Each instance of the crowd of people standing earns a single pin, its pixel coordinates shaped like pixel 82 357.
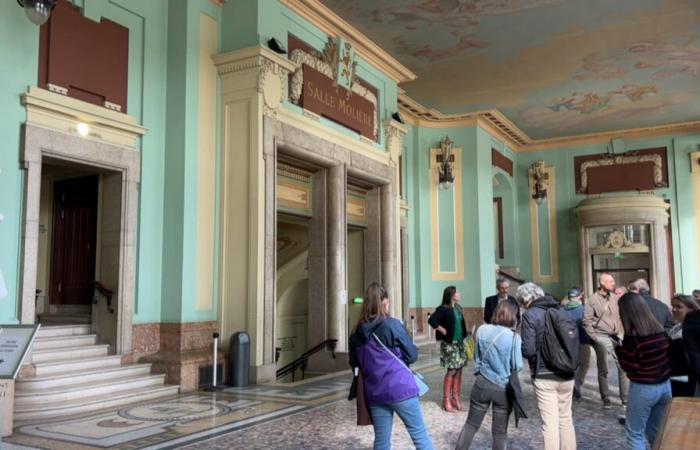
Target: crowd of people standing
pixel 655 350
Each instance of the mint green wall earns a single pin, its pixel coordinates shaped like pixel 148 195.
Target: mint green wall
pixel 154 67
pixel 180 225
pixel 19 51
pixel 679 193
pixel 477 215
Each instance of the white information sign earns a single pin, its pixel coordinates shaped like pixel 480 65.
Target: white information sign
pixel 15 342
········
Print the material precisely as given, dropping any images it holds.

Solution to this task —
Each instance of the crowd of people standing earns a single pin, its pixel coordinates shaped like pixel 82 357.
Target: crowd of people standing
pixel 655 350
Each instance of the mint green wall earns a single pin, its pixel coordinates shaped like pixel 148 195.
Target: mint green wall
pixel 154 67
pixel 180 225
pixel 19 51
pixel 679 193
pixel 477 215
Each instance of the white information sign earns a single pin, its pixel coordinates shaped like pixel 480 65.
Target: white information sign
pixel 15 342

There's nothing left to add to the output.